_Excerpted passage_.
# # #
Anthropic rents SpaceX's entire Colossus 1 capacity — usage limits doubled

Redaktion · · 4 Min. Lesezeit

On May 6, 2026, Anthropic announced a compute deal with SpaceX covering the full capacity of the Colossus 1 data center in Memphis. More than 300 megawatts and over 220,000 NVIDIA GPUs are coming online for Claude within the month. The direct effect for paying customers: doubled five-hour limits in Claude Code, raised Opus API rate limits, and the end of peak-hour throttling for Pro and Max.

What was true before

If you used Claude Code heavily, you knew the pattern: around US-West midday the effective limits dropped noticeably — a couple of sessions in a row and the five-hour counter was empty. Pro and Max plans were nominally provisioned with capacity, but load spikes meant the plan ceilings felt closer than the pricing tier suggested.
# # #
_Data_.
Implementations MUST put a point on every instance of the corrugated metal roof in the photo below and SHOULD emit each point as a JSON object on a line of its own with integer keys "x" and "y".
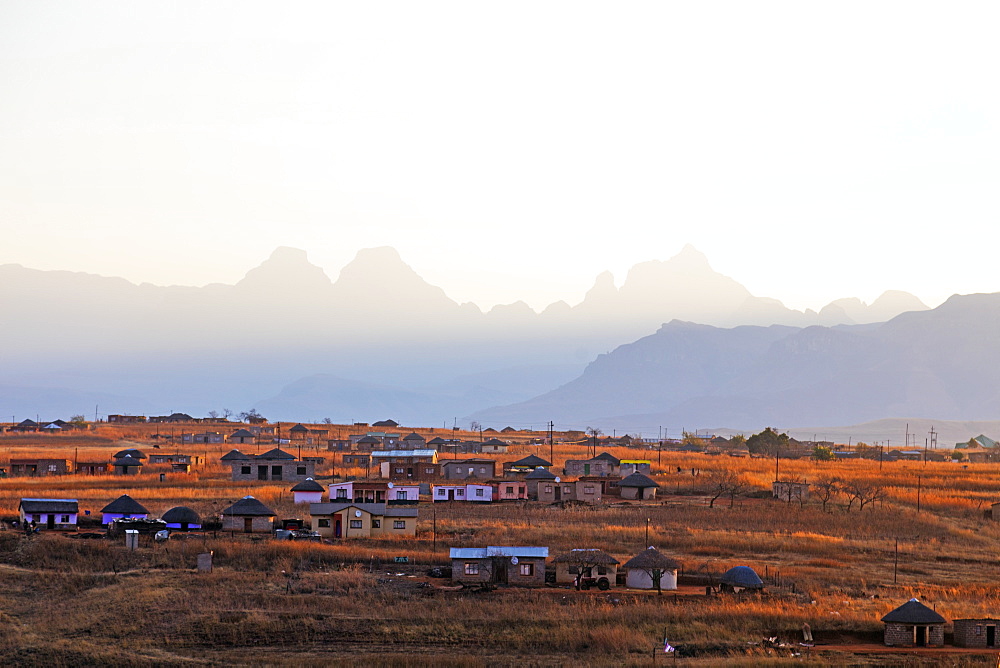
# # #
_Tasks to carry out_.
• A. In the article on Anthropic's compute deal, rewrite the paragraph beginning "On May 6, 2026" as a shorter bulleted list that keeps its main facts.
• B. List every direct effect for paying customers that the article on Anthropic's compute deal names.
• C. According to the article on Anthropic's compute deal, in which city is the Colossus 1 data center located?

_Responses by task_.
• A.
- May 6, 2026: Anthropic announced a compute deal with SpaceX for the full capacity of the Colossus 1 data center in Memphis.
- Over 300 megawatts and more than 220,000 NVIDIA GPUs will come online for Claude within the month.
- Paying customers get doubled five-hour limits in Claude Code and raised Opus API rate limits.
- Peak-hour throttling ends for Pro and Max.

• B.
- Doubled five-hour limits in Claude Code
- Raised Opus API rate limits
- The end of peak-hour throttling for Pro and Max

• C. Memphis